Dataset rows
--- Start ---

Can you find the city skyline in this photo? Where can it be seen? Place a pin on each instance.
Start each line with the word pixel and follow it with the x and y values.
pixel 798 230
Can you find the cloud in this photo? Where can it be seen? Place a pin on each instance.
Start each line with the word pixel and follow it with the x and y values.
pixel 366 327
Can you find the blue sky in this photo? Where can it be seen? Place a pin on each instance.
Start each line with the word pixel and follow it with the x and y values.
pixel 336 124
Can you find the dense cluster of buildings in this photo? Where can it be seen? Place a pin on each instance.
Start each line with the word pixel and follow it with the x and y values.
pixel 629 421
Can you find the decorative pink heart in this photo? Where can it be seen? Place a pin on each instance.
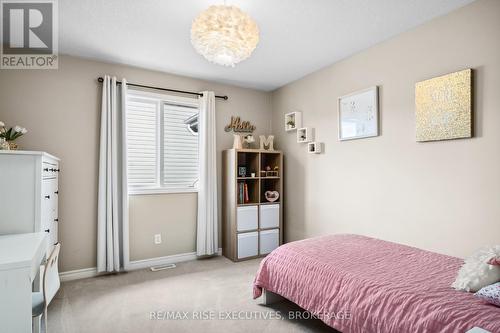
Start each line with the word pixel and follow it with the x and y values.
pixel 272 196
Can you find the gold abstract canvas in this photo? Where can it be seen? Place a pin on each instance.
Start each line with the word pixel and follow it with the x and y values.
pixel 444 107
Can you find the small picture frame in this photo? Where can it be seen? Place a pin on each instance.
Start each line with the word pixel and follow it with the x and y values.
pixel 272 174
pixel 358 114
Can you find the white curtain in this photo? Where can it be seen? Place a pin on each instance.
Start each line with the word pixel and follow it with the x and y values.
pixel 207 228
pixel 112 215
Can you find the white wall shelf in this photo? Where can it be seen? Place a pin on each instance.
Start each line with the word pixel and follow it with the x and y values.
pixel 293 120
pixel 315 147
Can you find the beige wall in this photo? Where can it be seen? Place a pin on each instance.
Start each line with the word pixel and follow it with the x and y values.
pixel 61 110
pixel 171 215
pixel 442 196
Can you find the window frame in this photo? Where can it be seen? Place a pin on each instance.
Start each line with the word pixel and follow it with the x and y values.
pixel 161 99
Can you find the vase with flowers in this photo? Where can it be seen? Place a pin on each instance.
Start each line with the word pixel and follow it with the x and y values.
pixel 9 135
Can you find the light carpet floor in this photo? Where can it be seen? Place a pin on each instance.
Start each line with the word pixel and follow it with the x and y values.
pixel 217 286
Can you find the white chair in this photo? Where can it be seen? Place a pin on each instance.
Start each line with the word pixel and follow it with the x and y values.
pixel 50 285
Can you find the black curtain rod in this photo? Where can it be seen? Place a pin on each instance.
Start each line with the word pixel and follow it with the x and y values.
pixel 165 89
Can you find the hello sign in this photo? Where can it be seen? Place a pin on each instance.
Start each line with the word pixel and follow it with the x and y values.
pixel 236 125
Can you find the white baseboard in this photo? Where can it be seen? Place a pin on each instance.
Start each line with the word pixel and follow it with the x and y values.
pixel 78 274
pixel 133 265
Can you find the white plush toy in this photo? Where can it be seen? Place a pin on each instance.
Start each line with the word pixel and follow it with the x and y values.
pixel 476 273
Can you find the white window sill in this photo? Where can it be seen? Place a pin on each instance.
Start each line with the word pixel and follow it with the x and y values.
pixel 145 191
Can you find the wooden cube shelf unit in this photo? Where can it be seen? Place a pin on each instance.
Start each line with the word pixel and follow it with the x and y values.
pixel 252 225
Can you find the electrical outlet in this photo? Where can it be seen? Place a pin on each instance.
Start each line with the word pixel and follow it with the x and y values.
pixel 158 239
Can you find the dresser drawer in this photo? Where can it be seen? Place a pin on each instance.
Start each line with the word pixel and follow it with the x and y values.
pixel 247 218
pixel 269 216
pixel 248 245
pixel 50 169
pixel 269 240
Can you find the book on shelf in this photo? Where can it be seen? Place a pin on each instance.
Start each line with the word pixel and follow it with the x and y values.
pixel 247 199
pixel 243 196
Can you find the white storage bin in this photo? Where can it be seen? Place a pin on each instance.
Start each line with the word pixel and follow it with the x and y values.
pixel 269 216
pixel 247 218
pixel 269 240
pixel 248 245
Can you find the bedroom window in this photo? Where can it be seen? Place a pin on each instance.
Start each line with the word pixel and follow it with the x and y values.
pixel 162 143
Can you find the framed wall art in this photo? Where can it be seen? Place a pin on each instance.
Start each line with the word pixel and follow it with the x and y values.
pixel 443 107
pixel 358 114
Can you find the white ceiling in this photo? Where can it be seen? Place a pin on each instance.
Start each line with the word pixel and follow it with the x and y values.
pixel 297 37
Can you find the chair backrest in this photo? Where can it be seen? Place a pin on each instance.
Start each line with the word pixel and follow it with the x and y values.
pixel 51 281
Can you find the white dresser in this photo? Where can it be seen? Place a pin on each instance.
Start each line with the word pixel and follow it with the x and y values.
pixel 29 194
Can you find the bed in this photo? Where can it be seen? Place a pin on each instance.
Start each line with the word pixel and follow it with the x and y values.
pixel 360 284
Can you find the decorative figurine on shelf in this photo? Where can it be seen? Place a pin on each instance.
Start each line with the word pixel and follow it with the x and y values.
pixel 248 140
pixel 267 142
pixel 270 172
pixel 242 171
pixel 271 196
pixel 9 135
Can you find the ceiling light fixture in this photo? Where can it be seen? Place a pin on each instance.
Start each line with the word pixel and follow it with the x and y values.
pixel 224 35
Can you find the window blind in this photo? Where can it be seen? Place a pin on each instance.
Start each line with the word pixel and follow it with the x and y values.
pixel 142 159
pixel 180 147
pixel 162 151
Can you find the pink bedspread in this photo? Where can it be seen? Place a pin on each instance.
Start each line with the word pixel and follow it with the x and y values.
pixel 360 284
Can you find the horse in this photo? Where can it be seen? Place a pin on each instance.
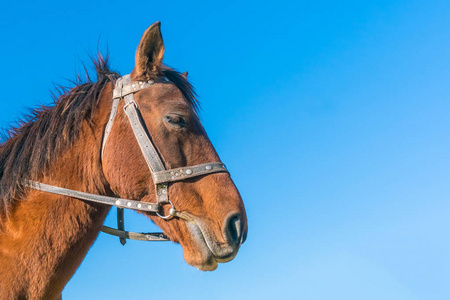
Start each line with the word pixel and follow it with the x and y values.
pixel 66 165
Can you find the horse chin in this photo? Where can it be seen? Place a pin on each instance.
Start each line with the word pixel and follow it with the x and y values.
pixel 204 253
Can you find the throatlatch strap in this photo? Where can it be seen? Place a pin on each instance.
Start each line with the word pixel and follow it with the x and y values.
pixel 121 225
pixel 119 202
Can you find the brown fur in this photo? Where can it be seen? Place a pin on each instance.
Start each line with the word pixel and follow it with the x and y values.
pixel 44 237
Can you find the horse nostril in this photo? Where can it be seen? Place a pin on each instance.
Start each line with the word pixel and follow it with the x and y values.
pixel 233 228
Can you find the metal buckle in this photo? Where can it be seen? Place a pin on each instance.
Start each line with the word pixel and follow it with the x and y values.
pixel 171 212
pixel 129 103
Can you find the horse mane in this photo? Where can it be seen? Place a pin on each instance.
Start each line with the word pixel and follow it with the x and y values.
pixel 30 147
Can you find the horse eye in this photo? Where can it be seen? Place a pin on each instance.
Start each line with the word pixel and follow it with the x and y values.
pixel 176 120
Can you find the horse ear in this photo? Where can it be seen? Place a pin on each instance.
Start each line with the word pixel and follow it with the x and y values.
pixel 150 51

--- End ---

> _Problem description_: Reproduce the lines of the records above verbatim, starting at the line containing "Can you find the brown" and ending at the line containing "pixel 30 147", with both of those lines included.

> _Written response_:
Can you find the brown fur in this photo? Where can it be seen? Place a pin on each instance.
Start each line with the word pixel and follow it with the x and y values.
pixel 44 237
Can you find the horse nostril in this photo? Where can it be seen? Place a pin on each instance.
Start each line with the word pixel and follow it with the x and y values.
pixel 233 228
Can you find the metal buckle in this photo? Where can it be seen? Place a pin on each instance.
Start each line with the word pixel and follow it with the x and y values.
pixel 171 212
pixel 129 103
Can you find the horse mane in this photo? Where can it be seen? Place a pin on each instance.
Start each line with the word pixel and follow it with the x and y values.
pixel 30 147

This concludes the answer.